Digital financial transfers can supercharge the response to COVID-19
Published on March 23, 2020
As soon as the scale of the worldwide pandemic became apparent, the Kenya government swung into action with measures that are increasingly familiar around the world: encouraging social distancing, suspending travel, closing schools, etc. But, the Kenya government had an additional weapon in its arsenal: encouraging people to use cashless transactions to prevent transmission via the physical handling of money.
Since then, the Kenyan government has doubled down on encouraging digital finance: first, by negotiating with banks and mobile money operators to eliminate fees on smaller transactions (those under $10, but some have eliminated fees on larger amounts as well), and second, by requiring cash itself to be quarantined for a week before being recirculated by banks.
The private sector has embraced the idea that we should stop using cash – my texts and emails are full of appeals to avoid the banking hall, the payment queue, and the checkout line by using digital payments and, in particular, Kenya’s ubiquitous payment platform, M-Pesa. When I was at the supermarket yesterday, we all adopted this attitude and glared at the family paying for a full cart with a pile of crumpled, dirty bills.
It doesn’t stop there: now the Government is encouraging banks to give borrowers up to a year to repay their loans, including digital loans that typically have a 30-to-60-day repayment period. Next, the Health Cabinet Secretary has said that nobody will be cut off if they don’t pay their water bill. Meanwhile, there’s a social media campaign for landlords to forgo rent while the crisis lasts. I initially thought this was all bonkers, but I now see the suspension of repayments and interest in the UK and US for mortgages and student loans.
I find two things peculiar about this overall approach to debt and banking services:
1. First, why are we expecting the private sector (including private individuals like landlords) to bear the cost of the crisis when their peers in other countries are receiving support directly from the government? Not only does this push social costs to the private sector, the benefits are accrued unevenly: people who have an outstanding loan get help, but those who have only savings get none.
2. Second, for Kenya in particular, why have relief payments (delivered via the digital financial services infrastructure) not been a priority? Kenya is a lower-middle-income country where 85% of the population works in the informal sector. In the Kenya Financial Diaries, we found that people have savings for about 30 days of expenses on average (far more than in Mexico, or India, or the US), but those reserves will quickly get exhausted if social distancing lasts for much longer (as is expected) or a full lockdown comes into force (which is on the table).

===============

• Questions
**a.** Answer these questions using the article on digital financial transfers in Kenya:
(i) Which transactions did the Kenyan government negotiate to make fee-free with banks and mobile money operators?
(ii) How long must cash be quarantined before banks recirculate it?
(iii) What share of Kenya's population works in the informal sector?
**b.** Could you return the passage from the article on digital financial transfers in Kenya, starting with "I find two things" and going on through "savings get none."?

• Raw data
===============

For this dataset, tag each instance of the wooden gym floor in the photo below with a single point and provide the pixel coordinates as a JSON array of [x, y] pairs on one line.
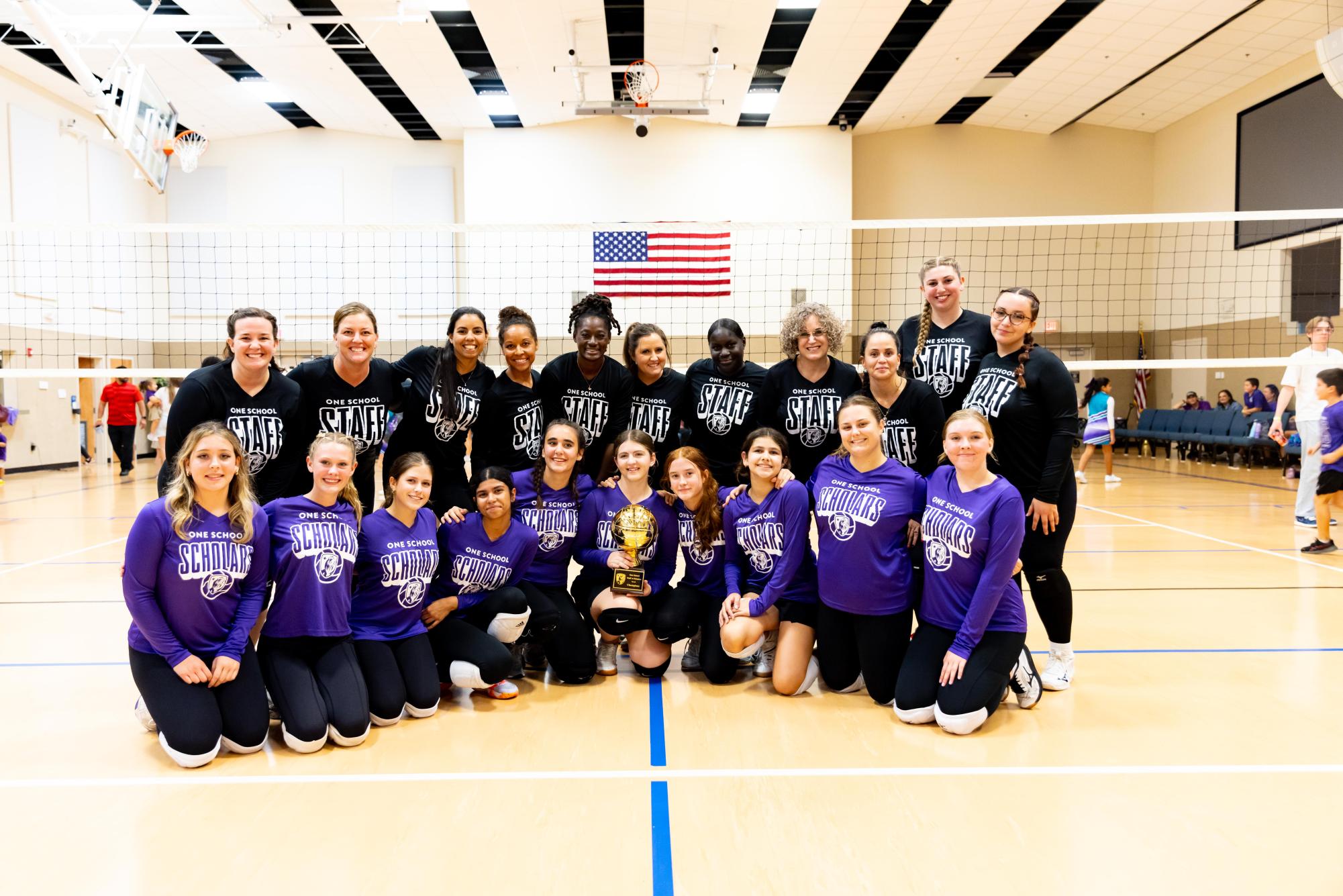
[[1198, 750]]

===============

• Exercise results
**a.**
(i) Smaller transactions, those under $10.
(ii) A week.
(iii) 85%.

**b.**
I find two things peculiar about this overall approach to debt and banking services:
1. First, why are we expecting the private sector (including private individuals like landlords) to bear the cost of the crisis when their peers in other countries are receiving support directly from the government? Not only does this push social costs to the private sector, the benefits are accrued unevenly: people who have an outstanding loan get help, but those who have only savings get none.